(Extracted data entries)
>> BEGIN
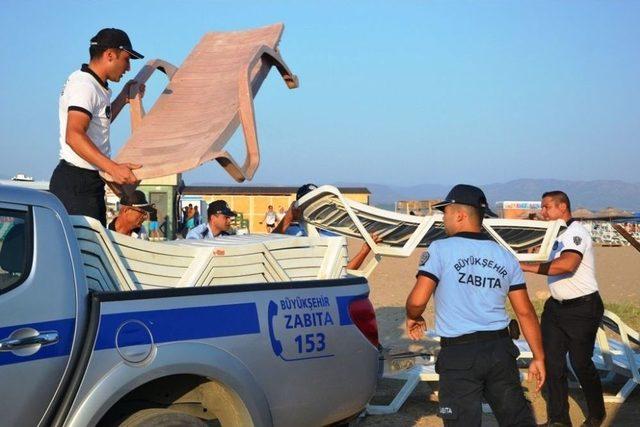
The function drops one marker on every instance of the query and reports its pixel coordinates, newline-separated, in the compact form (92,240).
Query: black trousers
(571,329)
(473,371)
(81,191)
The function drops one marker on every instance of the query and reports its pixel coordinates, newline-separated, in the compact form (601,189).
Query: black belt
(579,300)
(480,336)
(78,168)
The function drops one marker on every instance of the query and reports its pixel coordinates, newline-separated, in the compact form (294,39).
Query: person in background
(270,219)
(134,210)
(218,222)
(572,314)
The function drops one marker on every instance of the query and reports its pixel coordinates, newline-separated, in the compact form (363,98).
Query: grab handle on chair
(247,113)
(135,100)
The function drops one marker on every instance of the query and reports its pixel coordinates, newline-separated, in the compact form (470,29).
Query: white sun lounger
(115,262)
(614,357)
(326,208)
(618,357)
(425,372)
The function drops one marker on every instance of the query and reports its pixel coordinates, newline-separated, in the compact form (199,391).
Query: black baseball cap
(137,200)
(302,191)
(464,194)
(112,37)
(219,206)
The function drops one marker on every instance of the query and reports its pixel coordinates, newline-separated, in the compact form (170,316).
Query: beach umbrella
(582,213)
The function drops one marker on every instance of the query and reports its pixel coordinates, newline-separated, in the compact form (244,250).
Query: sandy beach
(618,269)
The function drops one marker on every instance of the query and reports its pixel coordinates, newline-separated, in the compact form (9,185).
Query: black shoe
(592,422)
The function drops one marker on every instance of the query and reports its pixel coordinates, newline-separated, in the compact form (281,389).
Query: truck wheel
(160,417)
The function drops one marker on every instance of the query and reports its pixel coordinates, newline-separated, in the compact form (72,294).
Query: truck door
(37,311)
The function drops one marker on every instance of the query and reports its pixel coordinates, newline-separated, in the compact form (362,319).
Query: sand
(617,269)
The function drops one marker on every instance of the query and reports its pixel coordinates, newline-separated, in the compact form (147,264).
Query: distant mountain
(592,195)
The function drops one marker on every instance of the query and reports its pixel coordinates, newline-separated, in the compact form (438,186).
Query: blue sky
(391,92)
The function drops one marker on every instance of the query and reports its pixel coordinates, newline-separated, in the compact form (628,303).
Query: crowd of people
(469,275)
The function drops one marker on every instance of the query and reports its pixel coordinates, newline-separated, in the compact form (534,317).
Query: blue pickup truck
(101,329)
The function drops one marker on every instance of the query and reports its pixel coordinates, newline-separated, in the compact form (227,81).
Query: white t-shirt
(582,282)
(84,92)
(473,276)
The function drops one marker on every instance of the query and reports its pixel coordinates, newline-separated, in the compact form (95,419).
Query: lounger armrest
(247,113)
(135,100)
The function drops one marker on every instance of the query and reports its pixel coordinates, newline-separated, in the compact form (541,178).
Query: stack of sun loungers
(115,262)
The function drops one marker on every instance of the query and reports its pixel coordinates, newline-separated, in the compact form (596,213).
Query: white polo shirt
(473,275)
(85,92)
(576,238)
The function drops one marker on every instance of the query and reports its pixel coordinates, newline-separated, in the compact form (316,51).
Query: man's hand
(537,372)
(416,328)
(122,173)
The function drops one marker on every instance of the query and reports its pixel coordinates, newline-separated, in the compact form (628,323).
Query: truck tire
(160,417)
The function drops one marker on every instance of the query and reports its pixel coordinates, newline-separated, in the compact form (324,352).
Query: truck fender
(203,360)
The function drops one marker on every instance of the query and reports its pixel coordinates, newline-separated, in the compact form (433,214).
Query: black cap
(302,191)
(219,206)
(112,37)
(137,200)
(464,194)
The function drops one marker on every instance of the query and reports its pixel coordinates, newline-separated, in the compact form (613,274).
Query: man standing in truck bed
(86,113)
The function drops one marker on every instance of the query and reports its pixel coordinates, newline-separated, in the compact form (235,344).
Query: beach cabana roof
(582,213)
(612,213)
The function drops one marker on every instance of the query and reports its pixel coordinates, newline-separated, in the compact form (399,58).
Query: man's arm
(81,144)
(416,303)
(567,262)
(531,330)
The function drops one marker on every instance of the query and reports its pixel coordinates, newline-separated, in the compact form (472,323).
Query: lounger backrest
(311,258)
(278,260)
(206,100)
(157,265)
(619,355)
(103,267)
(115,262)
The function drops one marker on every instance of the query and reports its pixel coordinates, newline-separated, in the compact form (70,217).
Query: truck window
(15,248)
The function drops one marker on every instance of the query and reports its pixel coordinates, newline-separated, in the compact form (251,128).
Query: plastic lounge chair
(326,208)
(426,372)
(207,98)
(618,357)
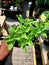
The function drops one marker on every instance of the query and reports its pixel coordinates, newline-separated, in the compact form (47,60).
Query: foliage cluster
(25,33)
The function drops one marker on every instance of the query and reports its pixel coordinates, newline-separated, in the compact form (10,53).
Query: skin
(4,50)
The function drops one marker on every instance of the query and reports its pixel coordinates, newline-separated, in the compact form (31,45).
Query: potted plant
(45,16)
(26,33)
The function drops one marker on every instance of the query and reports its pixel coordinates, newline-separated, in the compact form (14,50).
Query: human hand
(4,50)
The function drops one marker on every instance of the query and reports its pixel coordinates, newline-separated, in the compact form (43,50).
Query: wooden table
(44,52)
>> END
=== Written exercise ===
Put the lines of the data into a Markdown table with the columns Row and Line. Start with the line containing "compact form (251,128)." and continue through the end of the data, leaving out blank lines and pictures.

=== Full output ===
| Row | Line |
|---|---|
| 1 | The function drops one marker on every instance of the query and reports its pixel coordinates, newline-separated, in the compact form (251,128). |
| 2 | Query: plastic lounge chair |
| 3 | (326,208) |
| 4 | (426,372) |
| 5 | (207,98) |
| 6 | (618,357) |
| 7 | The function drops one marker on every instance of the query and reports its pixel coordinates, newline-separated, in the compact form (47,60). |
| 8 | Query: foliage cluster |
| 9 | (25,33) |
| 10 | The function drops one marker on every instance of the query and reports its pixel coordinates, newline-separated, in the compact form (10,53). |
| 11 | Query: skin |
| 12 | (4,50) |
| 13 | The function drops one marker on every instance of the query and reports its pixel coordinates, newline-separated, in the compact form (31,45). |
| 14 | Query: potted plant |
| 15 | (45,16) |
| 16 | (26,33) |
| 17 | The function drops one marker on every instance of the query and reports its pixel coordinates, newline-separated, in the compact form (14,50). |
| 18 | Query: human hand |
| 19 | (4,50) |
| 20 | The function drops one marker on every instance of the query and reports its pixel coordinates, newline-separated, in the compact form (43,50). |
| 21 | Query: wooden table |
| 22 | (44,52) |